[Start of Attachment]

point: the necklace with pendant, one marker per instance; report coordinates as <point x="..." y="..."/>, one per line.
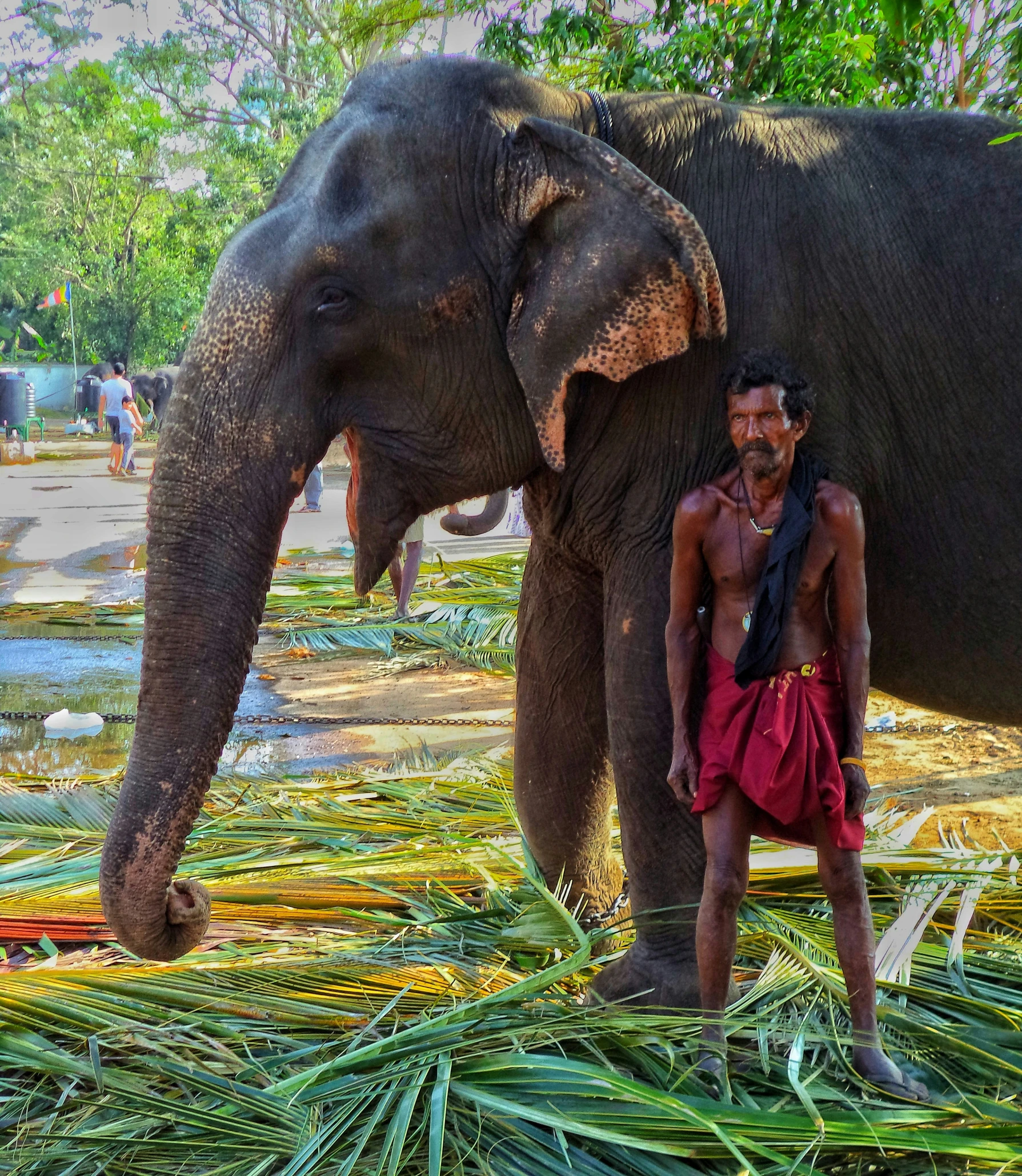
<point x="758" y="528"/>
<point x="747" y="620"/>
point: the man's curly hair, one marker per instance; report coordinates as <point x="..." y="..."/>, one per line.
<point x="762" y="367"/>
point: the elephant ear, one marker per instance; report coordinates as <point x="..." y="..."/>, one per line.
<point x="616" y="274"/>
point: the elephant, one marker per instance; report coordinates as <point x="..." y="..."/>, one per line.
<point x="463" y="270"/>
<point x="155" y="388"/>
<point x="456" y="524"/>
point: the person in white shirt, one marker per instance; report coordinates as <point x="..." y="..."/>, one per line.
<point x="111" y="394"/>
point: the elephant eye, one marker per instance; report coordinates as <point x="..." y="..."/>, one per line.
<point x="334" y="302"/>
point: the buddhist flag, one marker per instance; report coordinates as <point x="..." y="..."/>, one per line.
<point x="58" y="298"/>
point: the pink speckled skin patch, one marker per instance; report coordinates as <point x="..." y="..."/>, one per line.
<point x="616" y="273"/>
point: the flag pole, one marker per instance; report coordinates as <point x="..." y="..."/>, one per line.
<point x="73" y="348"/>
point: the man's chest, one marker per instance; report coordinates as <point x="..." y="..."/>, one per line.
<point x="735" y="554"/>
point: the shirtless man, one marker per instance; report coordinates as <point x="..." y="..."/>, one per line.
<point x="779" y="752"/>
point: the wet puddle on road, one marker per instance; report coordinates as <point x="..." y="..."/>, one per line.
<point x="130" y="559"/>
<point x="42" y="674"/>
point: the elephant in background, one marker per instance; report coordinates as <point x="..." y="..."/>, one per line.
<point x="462" y="270"/>
<point x="155" y="388"/>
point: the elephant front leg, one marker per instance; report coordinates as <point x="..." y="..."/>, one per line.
<point x="662" y="840"/>
<point x="563" y="787"/>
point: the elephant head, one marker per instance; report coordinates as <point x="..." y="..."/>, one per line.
<point x="456" y="524"/>
<point x="438" y="263"/>
<point x="163" y="387"/>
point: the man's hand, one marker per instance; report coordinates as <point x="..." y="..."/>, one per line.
<point x="684" y="775"/>
<point x="856" y="789"/>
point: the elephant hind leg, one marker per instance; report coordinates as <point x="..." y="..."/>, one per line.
<point x="563" y="785"/>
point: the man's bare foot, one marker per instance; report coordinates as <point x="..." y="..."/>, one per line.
<point x="873" y="1066"/>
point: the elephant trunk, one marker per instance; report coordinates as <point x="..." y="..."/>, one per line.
<point x="480" y="524"/>
<point x="224" y="481"/>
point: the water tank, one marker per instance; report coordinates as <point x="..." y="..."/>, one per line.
<point x="86" y="395"/>
<point x="12" y="400"/>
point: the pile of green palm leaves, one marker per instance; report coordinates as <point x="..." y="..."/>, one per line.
<point x="388" y="987"/>
<point x="466" y="612"/>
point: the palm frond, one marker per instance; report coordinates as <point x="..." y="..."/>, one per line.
<point x="387" y="981"/>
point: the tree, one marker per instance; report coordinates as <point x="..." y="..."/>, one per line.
<point x="87" y="193"/>
<point x="851" y="52"/>
<point x="37" y="38"/>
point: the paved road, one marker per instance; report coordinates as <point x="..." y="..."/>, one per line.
<point x="70" y="532"/>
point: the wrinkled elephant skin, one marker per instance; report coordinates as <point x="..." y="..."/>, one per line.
<point x="459" y="271"/>
<point x="456" y="524"/>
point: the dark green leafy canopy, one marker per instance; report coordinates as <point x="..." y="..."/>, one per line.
<point x="849" y="52"/>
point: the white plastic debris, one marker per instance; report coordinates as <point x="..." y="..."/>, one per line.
<point x="887" y="723"/>
<point x="71" y="725"/>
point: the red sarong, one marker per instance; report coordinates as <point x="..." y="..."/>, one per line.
<point x="777" y="740"/>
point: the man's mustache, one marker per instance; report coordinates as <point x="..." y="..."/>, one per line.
<point x="755" y="447"/>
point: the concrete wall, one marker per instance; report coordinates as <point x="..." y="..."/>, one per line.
<point x="54" y="384"/>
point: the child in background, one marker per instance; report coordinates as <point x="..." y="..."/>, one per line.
<point x="129" y="428"/>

[End of Attachment]

Each record above should be duplicated word for word, with no pictures included.

#### Expected answer
point: the necklace with pendant, one marker per instance; report coordinates as <point x="..." y="..."/>, one per line.
<point x="758" y="528"/>
<point x="747" y="620"/>
point: the man's curly hair, one marker per instance; report coordinates as <point x="..." y="..."/>, one per line.
<point x="762" y="367"/>
point: the elephant ear, one marker per instance; report coordinates as <point x="..." y="..."/>, one per line.
<point x="616" y="274"/>
point: the elephant, one marker per instance; report coordinates as <point x="..." y="..."/>, one per line.
<point x="463" y="270"/>
<point x="155" y="388"/>
<point x="456" y="524"/>
point: the person in white shirt, one marker per instance; report coordinates as <point x="..." y="..."/>, one per line.
<point x="111" y="394"/>
point: the elephant eye, one marker per instance; report coordinates as <point x="..." y="..."/>, one per line.
<point x="334" y="302"/>
point: the buddhist flag, one marker per instance; report coordinates as <point x="..." y="..."/>, one per line.
<point x="58" y="298"/>
point: the pink speckled skin patch, one marker per instance; report coordinates as <point x="..." y="..."/>, one per line.
<point x="616" y="273"/>
point: the flag pole, one marker per instance; report coordinates as <point x="..." y="..."/>, one per line.
<point x="73" y="348"/>
point: the man's chest, one marker per instance; report coordinates as <point x="..." y="..."/>, one per line.
<point x="735" y="554"/>
point: the shirtless man, one marker per instance; report coordinates as <point x="..." y="..."/>, one per line.
<point x="779" y="752"/>
point: the wet puddle on road, one marker per instance; report coordinates as <point x="..." y="..."/>, one per line.
<point x="130" y="559"/>
<point x="42" y="674"/>
point: the elephant in background, one marker per instance; report coordinates as <point x="..." y="..."/>, one per line.
<point x="462" y="270"/>
<point x="155" y="388"/>
point: the elephant front leg, one marker per instance; report coordinates as <point x="..." y="..."/>, one per line.
<point x="662" y="840"/>
<point x="563" y="787"/>
point: the elephant head, one marker per instance; report coordinates as <point x="..." y="..."/>, one per line.
<point x="456" y="524"/>
<point x="438" y="263"/>
<point x="163" y="387"/>
point: the man's hand, one marker per instance; report coordinates as <point x="..." y="..."/>, one per line.
<point x="684" y="775"/>
<point x="856" y="789"/>
point: the elephant hind leg, one marker per instance; report coordinates as <point x="..." y="..."/>, one per line.
<point x="563" y="785"/>
point: the man's bare foot, one marker per instance; report coordinates as <point x="..." y="..."/>, one per line.
<point x="873" y="1066"/>
point: the elephant trunk, one marker per instance; report coordinates as <point x="..." y="..."/>, one per line.
<point x="480" y="524"/>
<point x="224" y="481"/>
point: the water tank, one marker per instance; report coordinates as <point x="..." y="..."/>, one per line.
<point x="86" y="395"/>
<point x="12" y="400"/>
point: the pile of green palm leaves, one marker per instance; report coordinates as <point x="..." y="..."/>, one per line.
<point x="388" y="987"/>
<point x="466" y="612"/>
point: the palm frond, one marker per instance; report coordinates as <point x="..." y="..."/>, one per line.
<point x="387" y="981"/>
point: the tree, one marker per instance; report coordinates as <point x="..." y="..."/>, one per line.
<point x="87" y="193"/>
<point x="851" y="52"/>
<point x="37" y="38"/>
point: the paved road, one marker per instance; report coordinates as <point x="..." y="..."/>, one per line.
<point x="70" y="532"/>
point: the wrinkled elephant skin, one marker per instance; report coordinates as <point x="..." y="..."/>, one per line.
<point x="459" y="271"/>
<point x="456" y="524"/>
point: the dark green leafy canopy, one marker per instance; report coordinates as <point x="..." y="..."/>, one per line.
<point x="849" y="52"/>
point: the white plastic debris, one marker per instance; report coordinates as <point x="..." y="..."/>, one per line.
<point x="887" y="723"/>
<point x="71" y="725"/>
point: the red sarong, one marker per instance; report coordinates as <point x="..." y="..."/>, one per line.
<point x="777" y="740"/>
point: the man's mustache, one marker per instance; report coordinates as <point x="..." y="..."/>, one per line.
<point x="755" y="447"/>
point: the concrete wall, one marker per instance; report coordinates as <point x="..." y="..."/>, one per line.
<point x="54" y="384"/>
point: the child in background, one marker per instance; report coordinates as <point x="..." y="..."/>, one per line.
<point x="129" y="428"/>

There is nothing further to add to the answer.